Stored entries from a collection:
--- begin ---

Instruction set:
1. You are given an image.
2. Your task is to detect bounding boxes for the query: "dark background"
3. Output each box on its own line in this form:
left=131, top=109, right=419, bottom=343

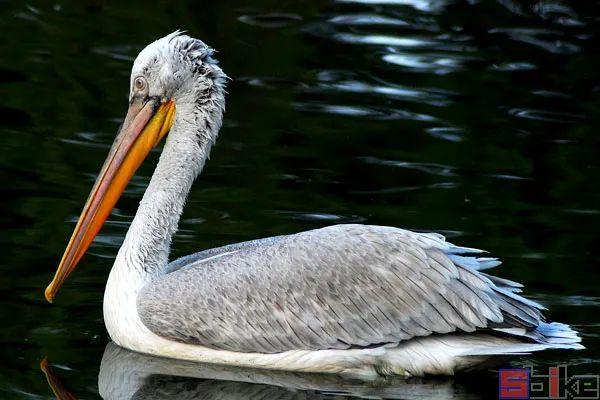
left=0, top=0, right=600, bottom=399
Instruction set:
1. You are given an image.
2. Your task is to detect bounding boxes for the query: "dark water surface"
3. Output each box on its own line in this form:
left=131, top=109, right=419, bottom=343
left=0, top=0, right=600, bottom=399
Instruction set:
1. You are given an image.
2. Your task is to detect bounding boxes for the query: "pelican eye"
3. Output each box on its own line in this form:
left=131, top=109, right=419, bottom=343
left=133, top=76, right=148, bottom=91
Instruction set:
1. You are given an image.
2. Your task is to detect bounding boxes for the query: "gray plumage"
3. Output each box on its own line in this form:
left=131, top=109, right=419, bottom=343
left=137, top=225, right=572, bottom=353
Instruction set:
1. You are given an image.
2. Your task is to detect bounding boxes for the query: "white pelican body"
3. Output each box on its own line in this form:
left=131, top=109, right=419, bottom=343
left=46, top=32, right=582, bottom=376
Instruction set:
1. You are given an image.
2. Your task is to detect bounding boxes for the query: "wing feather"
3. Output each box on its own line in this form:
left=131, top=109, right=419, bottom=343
left=137, top=225, right=542, bottom=353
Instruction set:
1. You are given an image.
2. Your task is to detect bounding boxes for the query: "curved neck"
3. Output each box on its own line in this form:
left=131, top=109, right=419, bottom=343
left=114, top=90, right=224, bottom=276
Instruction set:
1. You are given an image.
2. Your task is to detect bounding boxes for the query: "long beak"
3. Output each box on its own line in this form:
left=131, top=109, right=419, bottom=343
left=44, top=98, right=175, bottom=303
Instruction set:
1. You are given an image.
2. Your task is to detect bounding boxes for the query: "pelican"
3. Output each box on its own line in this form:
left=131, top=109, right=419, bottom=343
left=45, top=31, right=583, bottom=376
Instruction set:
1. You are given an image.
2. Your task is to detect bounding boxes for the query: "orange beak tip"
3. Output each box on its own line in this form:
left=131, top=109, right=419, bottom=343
left=44, top=284, right=54, bottom=304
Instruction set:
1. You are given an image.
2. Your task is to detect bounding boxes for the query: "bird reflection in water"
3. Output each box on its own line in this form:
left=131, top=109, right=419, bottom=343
left=40, top=343, right=492, bottom=400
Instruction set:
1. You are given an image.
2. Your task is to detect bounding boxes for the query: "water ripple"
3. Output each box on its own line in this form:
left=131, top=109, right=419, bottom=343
left=358, top=156, right=456, bottom=177
left=238, top=13, right=302, bottom=29
left=292, top=102, right=436, bottom=122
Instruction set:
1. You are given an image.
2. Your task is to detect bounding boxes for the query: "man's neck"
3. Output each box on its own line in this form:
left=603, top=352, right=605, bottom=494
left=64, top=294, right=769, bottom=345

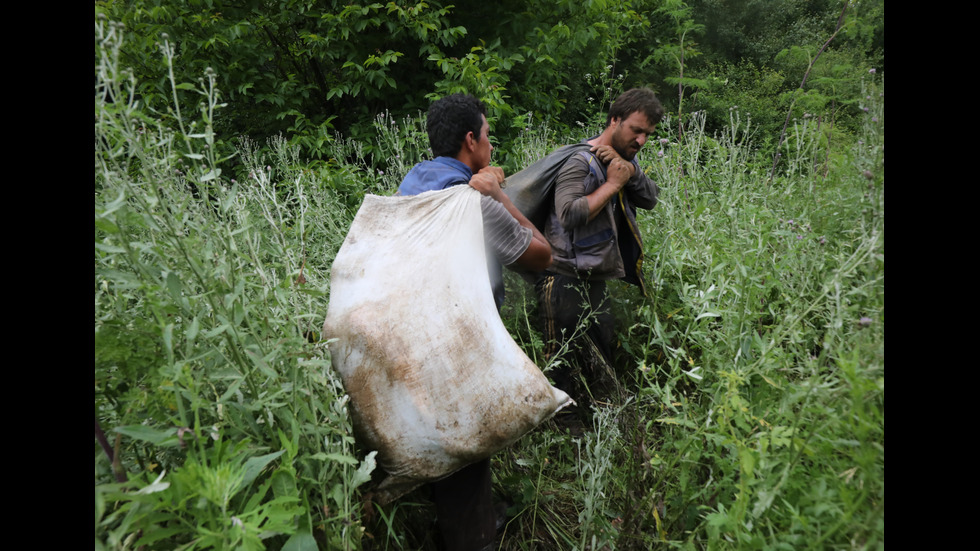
left=588, top=126, right=612, bottom=147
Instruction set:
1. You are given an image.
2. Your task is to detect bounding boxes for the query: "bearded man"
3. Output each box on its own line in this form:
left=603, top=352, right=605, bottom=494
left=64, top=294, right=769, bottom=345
left=535, top=88, right=664, bottom=404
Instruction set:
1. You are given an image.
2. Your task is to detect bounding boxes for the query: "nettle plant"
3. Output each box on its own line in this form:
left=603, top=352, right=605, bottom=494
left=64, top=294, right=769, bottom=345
left=94, top=19, right=374, bottom=549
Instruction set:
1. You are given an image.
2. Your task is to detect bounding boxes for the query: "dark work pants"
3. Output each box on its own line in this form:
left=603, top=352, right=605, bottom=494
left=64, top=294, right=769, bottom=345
left=431, top=458, right=497, bottom=551
left=534, top=274, right=616, bottom=401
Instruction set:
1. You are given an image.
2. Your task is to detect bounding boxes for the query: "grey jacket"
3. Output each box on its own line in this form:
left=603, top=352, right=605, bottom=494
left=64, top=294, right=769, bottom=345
left=542, top=147, right=660, bottom=294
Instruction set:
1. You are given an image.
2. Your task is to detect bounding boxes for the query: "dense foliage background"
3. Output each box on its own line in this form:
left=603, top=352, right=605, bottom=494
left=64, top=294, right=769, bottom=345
left=94, top=0, right=884, bottom=549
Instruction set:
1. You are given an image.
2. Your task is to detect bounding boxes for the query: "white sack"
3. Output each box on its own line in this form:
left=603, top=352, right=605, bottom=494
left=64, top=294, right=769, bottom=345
left=323, top=186, right=571, bottom=502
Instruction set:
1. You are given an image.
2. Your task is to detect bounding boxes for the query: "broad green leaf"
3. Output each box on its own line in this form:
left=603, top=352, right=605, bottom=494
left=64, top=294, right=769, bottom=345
left=112, top=425, right=177, bottom=446
left=282, top=532, right=320, bottom=551
left=242, top=450, right=286, bottom=486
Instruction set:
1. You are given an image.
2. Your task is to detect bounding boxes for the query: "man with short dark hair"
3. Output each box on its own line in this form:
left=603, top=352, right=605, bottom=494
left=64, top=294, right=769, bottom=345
left=535, top=88, right=664, bottom=403
left=398, top=94, right=551, bottom=551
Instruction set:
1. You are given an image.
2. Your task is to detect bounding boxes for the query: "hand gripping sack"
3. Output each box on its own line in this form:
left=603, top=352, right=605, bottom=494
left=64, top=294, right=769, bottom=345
left=323, top=186, right=571, bottom=503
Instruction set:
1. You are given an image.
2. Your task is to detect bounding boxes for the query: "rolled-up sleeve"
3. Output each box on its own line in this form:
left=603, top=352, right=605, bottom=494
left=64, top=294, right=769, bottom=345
left=555, top=155, right=589, bottom=230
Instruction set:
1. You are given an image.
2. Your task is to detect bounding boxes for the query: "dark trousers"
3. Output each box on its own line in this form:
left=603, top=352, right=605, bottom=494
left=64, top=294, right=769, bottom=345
left=431, top=458, right=497, bottom=551
left=534, top=274, right=616, bottom=401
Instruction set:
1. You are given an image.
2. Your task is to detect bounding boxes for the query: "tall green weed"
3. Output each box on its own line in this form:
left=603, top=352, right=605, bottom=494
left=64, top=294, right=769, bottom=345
left=94, top=20, right=374, bottom=549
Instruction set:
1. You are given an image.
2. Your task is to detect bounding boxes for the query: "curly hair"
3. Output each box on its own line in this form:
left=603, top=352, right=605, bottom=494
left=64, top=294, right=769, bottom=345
left=606, top=88, right=664, bottom=126
left=425, top=94, right=487, bottom=157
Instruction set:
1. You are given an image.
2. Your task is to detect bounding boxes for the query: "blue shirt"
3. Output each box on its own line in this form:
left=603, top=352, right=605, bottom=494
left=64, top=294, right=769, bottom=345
left=398, top=157, right=504, bottom=311
left=398, top=157, right=473, bottom=195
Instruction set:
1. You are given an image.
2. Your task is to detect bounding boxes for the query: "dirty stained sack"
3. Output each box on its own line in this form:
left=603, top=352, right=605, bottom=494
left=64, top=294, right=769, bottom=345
left=323, top=186, right=571, bottom=502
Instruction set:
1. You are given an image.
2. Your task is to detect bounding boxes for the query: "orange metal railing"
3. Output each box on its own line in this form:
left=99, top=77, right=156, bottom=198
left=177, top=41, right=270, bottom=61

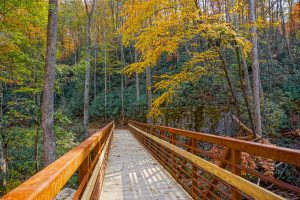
left=2, top=122, right=114, bottom=200
left=129, top=121, right=300, bottom=199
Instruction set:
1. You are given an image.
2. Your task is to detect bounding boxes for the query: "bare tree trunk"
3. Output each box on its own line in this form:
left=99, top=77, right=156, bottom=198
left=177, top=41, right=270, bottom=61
left=249, top=0, right=262, bottom=137
left=235, top=47, right=254, bottom=131
left=42, top=0, right=58, bottom=166
left=146, top=66, right=152, bottom=124
left=241, top=51, right=252, bottom=95
left=94, top=44, right=97, bottom=100
left=279, top=0, right=295, bottom=71
left=104, top=49, right=107, bottom=121
left=0, top=83, right=7, bottom=186
left=134, top=49, right=140, bottom=101
left=120, top=40, right=125, bottom=124
left=83, top=0, right=96, bottom=136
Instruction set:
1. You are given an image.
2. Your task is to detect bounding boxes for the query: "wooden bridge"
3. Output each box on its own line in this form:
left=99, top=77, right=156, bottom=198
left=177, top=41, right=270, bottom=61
left=2, top=121, right=300, bottom=200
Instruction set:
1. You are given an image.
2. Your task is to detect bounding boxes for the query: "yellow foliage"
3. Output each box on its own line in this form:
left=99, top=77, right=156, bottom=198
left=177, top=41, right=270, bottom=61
left=121, top=0, right=251, bottom=116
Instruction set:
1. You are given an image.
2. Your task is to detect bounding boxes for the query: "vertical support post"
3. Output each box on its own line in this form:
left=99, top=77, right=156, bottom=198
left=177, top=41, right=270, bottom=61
left=171, top=133, right=177, bottom=174
left=191, top=139, right=199, bottom=197
left=231, top=149, right=242, bottom=200
left=78, top=154, right=91, bottom=184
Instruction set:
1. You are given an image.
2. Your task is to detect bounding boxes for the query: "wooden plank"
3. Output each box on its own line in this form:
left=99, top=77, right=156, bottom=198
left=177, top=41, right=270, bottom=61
left=129, top=121, right=300, bottom=167
left=129, top=124, right=284, bottom=200
left=100, top=130, right=191, bottom=200
left=81, top=126, right=114, bottom=199
left=1, top=122, right=113, bottom=200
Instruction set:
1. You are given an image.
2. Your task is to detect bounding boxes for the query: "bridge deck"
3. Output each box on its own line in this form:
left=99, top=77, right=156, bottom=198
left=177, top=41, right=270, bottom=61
left=101, top=130, right=191, bottom=200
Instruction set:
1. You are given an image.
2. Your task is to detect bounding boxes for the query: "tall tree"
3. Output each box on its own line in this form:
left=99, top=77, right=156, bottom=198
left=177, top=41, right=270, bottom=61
left=249, top=0, right=262, bottom=137
left=146, top=66, right=152, bottom=124
left=42, top=0, right=58, bottom=166
left=83, top=0, right=97, bottom=136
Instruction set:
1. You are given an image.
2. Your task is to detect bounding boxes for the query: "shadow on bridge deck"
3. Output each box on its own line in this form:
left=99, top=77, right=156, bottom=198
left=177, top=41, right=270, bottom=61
left=101, top=130, right=191, bottom=200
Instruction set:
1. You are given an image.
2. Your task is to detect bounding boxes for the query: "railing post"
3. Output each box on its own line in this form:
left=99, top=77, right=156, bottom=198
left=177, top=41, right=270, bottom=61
left=78, top=154, right=91, bottom=184
left=231, top=149, right=242, bottom=200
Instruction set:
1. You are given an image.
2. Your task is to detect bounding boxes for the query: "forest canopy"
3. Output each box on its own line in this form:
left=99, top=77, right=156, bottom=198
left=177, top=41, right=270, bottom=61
left=0, top=0, right=300, bottom=195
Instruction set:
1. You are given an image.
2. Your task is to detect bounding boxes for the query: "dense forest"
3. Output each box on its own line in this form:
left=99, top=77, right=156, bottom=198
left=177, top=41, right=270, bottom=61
left=0, top=0, right=300, bottom=195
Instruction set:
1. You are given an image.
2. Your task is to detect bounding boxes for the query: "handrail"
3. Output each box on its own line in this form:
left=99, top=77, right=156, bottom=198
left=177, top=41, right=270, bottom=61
left=1, top=122, right=114, bottom=200
left=129, top=121, right=300, bottom=199
left=129, top=121, right=300, bottom=167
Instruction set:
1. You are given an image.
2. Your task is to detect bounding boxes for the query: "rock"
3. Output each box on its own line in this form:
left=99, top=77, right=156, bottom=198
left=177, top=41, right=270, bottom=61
left=54, top=188, right=76, bottom=200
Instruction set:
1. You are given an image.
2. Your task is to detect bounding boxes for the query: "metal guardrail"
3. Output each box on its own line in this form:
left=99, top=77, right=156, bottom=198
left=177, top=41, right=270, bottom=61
left=129, top=121, right=300, bottom=199
left=1, top=122, right=115, bottom=200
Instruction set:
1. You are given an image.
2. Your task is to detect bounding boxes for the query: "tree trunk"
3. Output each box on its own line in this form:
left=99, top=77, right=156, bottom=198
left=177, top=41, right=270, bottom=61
left=42, top=0, right=58, bottom=166
left=279, top=0, right=295, bottom=71
left=134, top=49, right=140, bottom=101
left=249, top=0, right=262, bottom=137
left=120, top=40, right=125, bottom=125
left=104, top=49, right=107, bottom=121
left=83, top=0, right=96, bottom=136
left=241, top=51, right=252, bottom=96
left=146, top=67, right=152, bottom=124
left=235, top=47, right=254, bottom=131
left=94, top=44, right=97, bottom=100
left=0, top=83, right=7, bottom=187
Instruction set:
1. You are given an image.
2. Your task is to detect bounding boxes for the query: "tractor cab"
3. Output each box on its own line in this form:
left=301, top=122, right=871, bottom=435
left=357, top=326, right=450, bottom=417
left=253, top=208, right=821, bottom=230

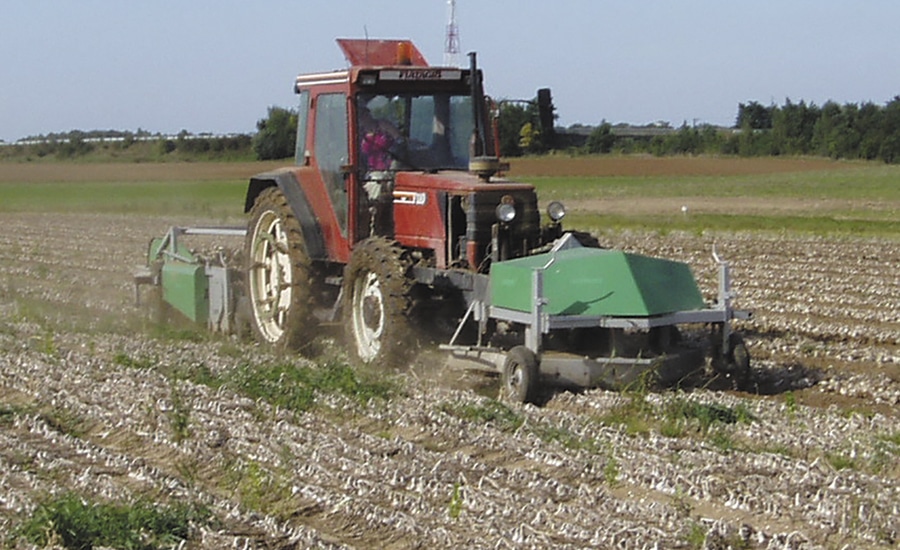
left=282, top=39, right=540, bottom=269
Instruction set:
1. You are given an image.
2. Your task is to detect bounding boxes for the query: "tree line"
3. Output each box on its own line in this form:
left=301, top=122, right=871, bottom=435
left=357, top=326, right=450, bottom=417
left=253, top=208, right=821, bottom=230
left=8, top=96, right=900, bottom=163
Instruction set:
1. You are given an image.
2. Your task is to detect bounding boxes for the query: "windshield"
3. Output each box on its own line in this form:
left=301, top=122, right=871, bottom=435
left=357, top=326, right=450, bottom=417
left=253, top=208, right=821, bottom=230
left=357, top=93, right=474, bottom=172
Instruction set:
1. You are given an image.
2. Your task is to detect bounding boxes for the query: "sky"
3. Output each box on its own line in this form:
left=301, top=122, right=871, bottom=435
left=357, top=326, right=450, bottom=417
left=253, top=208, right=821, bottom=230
left=0, top=0, right=900, bottom=142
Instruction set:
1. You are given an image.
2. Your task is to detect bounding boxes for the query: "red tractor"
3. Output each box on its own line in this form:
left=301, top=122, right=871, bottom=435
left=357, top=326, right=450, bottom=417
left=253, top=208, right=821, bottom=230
left=136, top=36, right=749, bottom=401
left=245, top=40, right=562, bottom=363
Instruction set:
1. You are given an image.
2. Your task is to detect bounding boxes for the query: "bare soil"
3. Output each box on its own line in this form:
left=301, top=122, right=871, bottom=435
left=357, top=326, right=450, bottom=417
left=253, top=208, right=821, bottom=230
left=0, top=166, right=900, bottom=548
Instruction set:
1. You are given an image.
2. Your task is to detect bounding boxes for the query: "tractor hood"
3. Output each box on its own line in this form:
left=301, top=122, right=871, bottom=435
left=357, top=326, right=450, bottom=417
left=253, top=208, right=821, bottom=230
left=490, top=248, right=704, bottom=317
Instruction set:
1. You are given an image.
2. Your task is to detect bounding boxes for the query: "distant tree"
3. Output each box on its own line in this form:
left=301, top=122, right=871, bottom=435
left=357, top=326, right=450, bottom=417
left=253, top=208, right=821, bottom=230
left=253, top=107, right=297, bottom=160
left=498, top=103, right=531, bottom=157
left=735, top=101, right=775, bottom=130
left=878, top=96, right=900, bottom=163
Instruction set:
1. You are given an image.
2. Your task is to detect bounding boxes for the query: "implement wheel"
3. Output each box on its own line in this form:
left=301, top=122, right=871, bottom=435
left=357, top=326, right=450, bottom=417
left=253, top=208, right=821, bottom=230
left=713, top=330, right=752, bottom=390
left=344, top=237, right=415, bottom=366
left=501, top=346, right=540, bottom=403
left=244, top=187, right=316, bottom=348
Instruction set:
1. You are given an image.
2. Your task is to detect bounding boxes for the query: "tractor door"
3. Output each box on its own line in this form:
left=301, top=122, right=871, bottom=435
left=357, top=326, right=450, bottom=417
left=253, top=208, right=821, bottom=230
left=310, top=92, right=350, bottom=262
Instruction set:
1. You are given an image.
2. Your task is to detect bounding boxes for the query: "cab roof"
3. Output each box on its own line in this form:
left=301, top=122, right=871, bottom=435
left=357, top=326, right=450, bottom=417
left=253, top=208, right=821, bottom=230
left=337, top=38, right=429, bottom=67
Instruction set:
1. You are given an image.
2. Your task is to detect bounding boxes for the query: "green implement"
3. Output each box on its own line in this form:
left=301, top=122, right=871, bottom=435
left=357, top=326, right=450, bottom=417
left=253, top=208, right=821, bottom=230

--- end ---

• What you will do
Arrange the lines of the entries above as a Markdown table with the columns Row and Line, starting at the first line and ending with the line that contains "left=137, top=225, right=542, bottom=353", both included. Number each row, skip blank lines, and leave the pictures out.

• Final answer
| Row | Line |
|---|---|
| 1 | Instruction set: |
| 2 | 1. You are given an image. |
| 3 | 2. Your task is to detect bounding boxes for the query: "dark background" |
| 4 | 3. Output each box on its own line in this form: |
| 5 | left=131, top=109, right=419, bottom=343 |
| 6 | left=0, top=0, right=600, bottom=399 |
| 7 | Instruction set: |
| 8 | 1. You are given an image. |
| 9 | 2. Your task is to detect bounding boxes for the query: "dark water surface" |
| 10 | 3. Output each box on its own line in this form: |
| 11 | left=131, top=109, right=419, bottom=343 |
| 12 | left=0, top=0, right=600, bottom=399 |
| 13 | Instruction set: |
| 14 | 1. You are given an image. |
| 15 | 2. Your task is to detect bounding boxes for the query: "pelican eye" |
| 16 | 3. Output each box on its own line in this form: |
| 17 | left=131, top=109, right=419, bottom=343 |
| 18 | left=133, top=76, right=148, bottom=91 |
| 19 | Instruction set: |
| 20 | 1. You are given an image. |
| 21 | 2. Your task is to detect bounding boxes for the query: "gray plumage" |
| 22 | 3. Output each box on its own line in this form: |
| 23 | left=131, top=109, right=419, bottom=343 |
| 24 | left=137, top=225, right=572, bottom=353 |
| 25 | Instruction set: |
| 26 | 1. You are given an image. |
| 27 | 2. Your task is to detect bounding boxes for the query: "white pelican body" |
| 28 | 3. Output each box on its own line in this form: |
| 29 | left=131, top=109, right=419, bottom=343 |
| 30 | left=46, top=32, right=582, bottom=376 |
| 31 | Instruction set: |
| 32 | 1. You are given an image. |
| 33 | 2. Your task is to detect bounding boxes for the query: "wing feather" |
| 34 | 3. Output each box on its own line in this form: |
| 35 | left=131, top=109, right=419, bottom=343 |
| 36 | left=137, top=225, right=542, bottom=353 |